### [Task list]
a) Translate this sentence from the discussion about robots and jobs into Spanish: "You’re right that robots aren’t going to be able to replace plumbers or electricians in traditional building projects."
b) Carry the discussion about automation and house building forward from its last line.

### [Source text]
<<<<

If you think this current brand of capitalism requires plebs to have money, I’m not sure how you explain the fact that when taking inflation into account wages have been either stagnant or actually going down ever since the 70’s / 80’s, the amount of wealth owned by the same plebs compared to the “financial ruling class” (mainly executives and such, and especially the banking sector thanks to deregulation) has shrunk dramatically, and cost of living keeps getting higher, while at the same time the compensation for the “financial ruling class” has grown at a frankly exponential rate.
Sufficiently advanced AI will, if anything, make it even more likely that that “ruling class” will realize they don’t need quite as many of us around because all we do us suck up their resources and complain how we haven’t eaten anything but cup noodles in a week and our teeth hurt.
Still need someone to build it for the computer. What would really help the “AI” is to have something that can handle the creation of different interfaces and modules. Then, it would need to solve or mitigate the maintenance conundrum of repairing itself when it breaks.
How soon do you think it will be before technology reaches the point that we can build completely functional houses with just robots? Give me a timeframe.
So robots will totally take over house building and humans will have nothing to do with it at some indefinite point in the future and that’s why people right now should be worried about their jobs. I see.
You’re right that robots aren’t going to be able to replace plumbers or electricians in traditional building projects.
But why can’t we change how new buildings are built so the method better suits robots. I’m sure with current technology we could design a building that could be built entirely by robots.
I don’t think it’ll happen because it will take a lot of time and money to develop such a holistic system, with no return on profit until it’s a complete system.
And the second that it is economically viable the companies will be dumping their bricklayers/carpenters down the drain and replacing them with computer controlled construction methods.
When will it be economically viable to dump all the people who have to set up the equipment and all of the people who have to do everything but make the basic structure? Is this ‘house set up and entirely built by robots down to the light fixtures with no human intervention’ a near future proposition?
Ah, I guess I missed your answer. If every prediction about the future is true, it includes all the predictions that humanity will be wiped out relatively soon, meaning that house building will never be fully automated and no one will commute by personal jetpack. But also all housing will be automated and people will commute by personal jetpack.
At the same time.
I can’t wait to see how you resolve civilization simultaneously collapsing and advancing.

>>>>

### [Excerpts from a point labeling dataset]

<<<<

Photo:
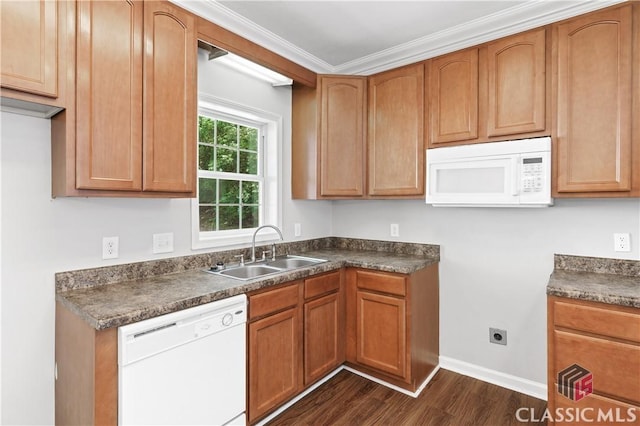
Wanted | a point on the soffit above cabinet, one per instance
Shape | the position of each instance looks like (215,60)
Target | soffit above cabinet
(366,37)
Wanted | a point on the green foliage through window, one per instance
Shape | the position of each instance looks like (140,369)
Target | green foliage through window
(229,183)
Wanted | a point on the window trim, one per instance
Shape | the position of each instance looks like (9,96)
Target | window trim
(271,161)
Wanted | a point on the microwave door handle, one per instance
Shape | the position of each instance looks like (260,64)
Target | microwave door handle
(515,175)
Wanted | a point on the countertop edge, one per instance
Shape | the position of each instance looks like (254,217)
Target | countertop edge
(242,287)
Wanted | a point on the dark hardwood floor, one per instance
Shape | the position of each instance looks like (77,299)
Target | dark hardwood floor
(449,399)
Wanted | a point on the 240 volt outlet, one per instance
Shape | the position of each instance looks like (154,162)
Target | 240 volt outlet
(498,336)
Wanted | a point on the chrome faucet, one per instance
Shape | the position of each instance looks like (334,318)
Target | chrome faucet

>>>>

### [Answers in order]
a) Tienes razón en que los robots no van a poder reemplazar a los plomeros ni a los electricistas en los proyectos de construcción tradicionales.

b)
You really shouldn’t talk about things you don’t understand. First of all, that wouldn’t literally happen to a cat. Secondly, that’s not what a quantum superposition is.
I was a porr attempt at a joke. You’re allowed to laugh a little dude. I don’t know what will happen in the future. Nobody does. I choose to belive in a world heading towards Star Trek over Mad Max. We have bad ‘jetpacks’ now. Why is it so hard to think they’ll upgrade to the point where they will be more accessible in the future. A la what happened the buggies and cars. They would be self driving I presume to.keep everyone more safe cause trusting the average person to fly is a bit much, but idk maybe.
We may also start ww3 at any point. Still don’t know the future. I guess for my own sanity I try not to think that way. But like, if you really want to get into thus we have to bring up a lot more subjects, mainly UBI. But, regardless, most jobs being automated, including construction, so everyone gets to be happier is a world I want to live in.
So now you’ve gone from 'house will definitely construction will definitely be entirely automated" to “I don’t know what will happen.”
Fascinating.
As far as jetpacks- people don’t want to fall to their deaths if they run out of fuel or have engine trouble on the way to work in the morning. I would have thought that would have been obvious.
You have a strange way of relating to people- arguing with them, refusing to answer their questions, making trolling comments, insulting… not to mention never asking the person you’re trying to relate to any questions about themselves.
Sorry, after you’ve insulted me, especially since you didn’t apologize for it, I’m not particularly interested in telling you about my day. It’s strange, but I’m just not inclined to have a friendly discussion with someone who just called me an asshole.
When was it economically viable to replace hand-sewn lumber with lumber mills?
Then they went and made portable electric saws. What a world!
And then electric drills! And laser levels!
Remember paper ledgers and abacuses? Ever hear of Microsoft Excel?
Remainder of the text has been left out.